### EXERCISE OBJECTIVE
Rewrite the journal entry from "As I sat down" to "drat it, anyway.", putting "intro" wherever "introduction" appears.

# ARTICLE start

Posted by: Marie | June 5, 2011

(558) Drums and bells

Post #558
[Private journal entry written on Friday, December 17, 2010]

Yesterday was a big day for me . . . I gave a holiday performance for the local Rotary club.

The good news is that it went fairly smoothly. The bad news is that anything that didn’t go smoothly can be blamed directly on my lack of preparation.

I currently have 32 active students and another nine or ten are scheduled to start right after Christmas. One year ago, I had eight students. I am SO excited about the incredible growth of my business.

But, between all those students and all the interviews and initial set-up for the new students, and all of the holiday recitals and holiday parties . . . oh, and still working 18-20 hours a week at the bus barn . . . well, I didn’t get everything done that needed to get done.

I only have a few more days at the bus barn and then that will be done. And, the Rotary performance was my last holiday performance. So, I only have to survive on no sleep for another few days and I’ll be able to coast for a week or two.

But, I digress . . .

Because I didn’t have time to put together a 30-minute Rotary Club music program, I did the next best thing . . . I included a touch of music and a lot of touchy-feeling stuff.

We sang some Christmas carols . . . I hadn’t had time to practice the carols, but I figured . . . it was “Silent Night” and “We Wish You a Merry Christmas” . . . I mean, really . . . how hard could it be?

Well . . . here’s how hard it ended up being . . . it has been quite a while since I have accompanied an audience of people who are singing. You know how they expect a musical introduction of some sort . . . ?? Well, it’s been so long that I plain forgot how to do introductions.

As I sat down for the first piece, it dawned on me that I had no idea where in the piece to begin the introduction. I mean, I knew I should start somewhere near the end . . . but where exactly? So, I picked a spot and started in . . . it sounded pretty abrupt.

Photo by Martin Chen

Then, I realized that there needed to be some kind of chord progression that caused the listener to feel the need to start singing . . . but, is that a I-IV progression, or was it I-V? Do you leave it hanging on something that isn’t the tonic or is it supposed to sound finished . . .??

Cripes. Oh, well . . . I gave up on the introduction and just started belting out the lyrics. Then, I lost my place in the music . . . drat it, anyway.

But, I guess it didn’t matter much because no one was big on the singing, anyway. I was pretty much the only one singing. I guess maybe the introduction wasn’t that important after all since I was singing a solo.

Then, I asked the people in the audience to share some of their favorite Christmas memories. Since most of the people in the audience were retired businessmen, it didn’t take much prodding to get them talking. They told stories of Christmas during wartime, they told stories of Christmas during times of very limited resources . . . some had grown up in other countries, so they told of the holiday customs from their motherlands . . .

# ARTICLE end
# DATA RECORDS start

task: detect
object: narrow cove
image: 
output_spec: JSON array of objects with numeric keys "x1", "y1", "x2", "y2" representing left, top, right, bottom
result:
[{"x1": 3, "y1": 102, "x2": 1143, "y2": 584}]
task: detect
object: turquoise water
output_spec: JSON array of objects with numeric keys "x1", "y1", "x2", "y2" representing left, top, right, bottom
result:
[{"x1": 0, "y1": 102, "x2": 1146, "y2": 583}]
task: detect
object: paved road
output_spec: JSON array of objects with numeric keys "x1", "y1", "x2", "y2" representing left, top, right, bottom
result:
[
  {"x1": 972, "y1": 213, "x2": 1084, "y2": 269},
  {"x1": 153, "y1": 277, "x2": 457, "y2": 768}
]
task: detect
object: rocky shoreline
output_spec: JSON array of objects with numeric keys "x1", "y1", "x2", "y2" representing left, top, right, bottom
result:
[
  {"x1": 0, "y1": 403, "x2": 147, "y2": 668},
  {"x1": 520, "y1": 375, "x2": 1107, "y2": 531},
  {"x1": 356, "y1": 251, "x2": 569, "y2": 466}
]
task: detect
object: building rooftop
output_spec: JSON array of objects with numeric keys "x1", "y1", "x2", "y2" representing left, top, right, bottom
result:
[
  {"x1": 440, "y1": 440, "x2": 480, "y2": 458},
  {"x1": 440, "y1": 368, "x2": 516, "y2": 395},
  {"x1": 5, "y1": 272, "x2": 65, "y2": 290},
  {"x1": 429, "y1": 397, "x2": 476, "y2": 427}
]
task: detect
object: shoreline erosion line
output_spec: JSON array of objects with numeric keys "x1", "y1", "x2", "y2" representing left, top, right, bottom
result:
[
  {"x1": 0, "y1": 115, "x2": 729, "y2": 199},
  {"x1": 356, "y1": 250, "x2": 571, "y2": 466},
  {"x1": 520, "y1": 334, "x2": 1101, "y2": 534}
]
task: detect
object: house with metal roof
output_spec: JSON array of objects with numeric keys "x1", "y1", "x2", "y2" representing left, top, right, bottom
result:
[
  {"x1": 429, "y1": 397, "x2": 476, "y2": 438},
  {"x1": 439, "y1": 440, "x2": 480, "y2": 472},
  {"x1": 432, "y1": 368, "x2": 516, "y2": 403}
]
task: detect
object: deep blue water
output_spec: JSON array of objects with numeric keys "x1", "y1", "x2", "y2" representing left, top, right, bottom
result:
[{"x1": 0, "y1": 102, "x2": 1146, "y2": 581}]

# DATA RECORDS end

### OUTPUT OF THE EXERCISE
As I sat down for the first piece, it dawned on me that I had no idea where in the piece to begin the intro. I mean, I knew I should start somewhere near the end . . . but where exactly? So, I picked a spot and started in . . . it sounded pretty abrupt.

Photo by Martin Chen

Then, I realized that there needed to be some kind of chord progression that caused the listener to feel the need to start singing . . . but, is that a I-IV progression, or was it I-V? Do you leave it hanging on something that isn’t the tonic or is it supposed to sound finished . . .??

Cripes. Oh, well . . . I gave up on the intro and just started belting out the lyrics. Then, I lost my place in the music . . . drat it, anyway.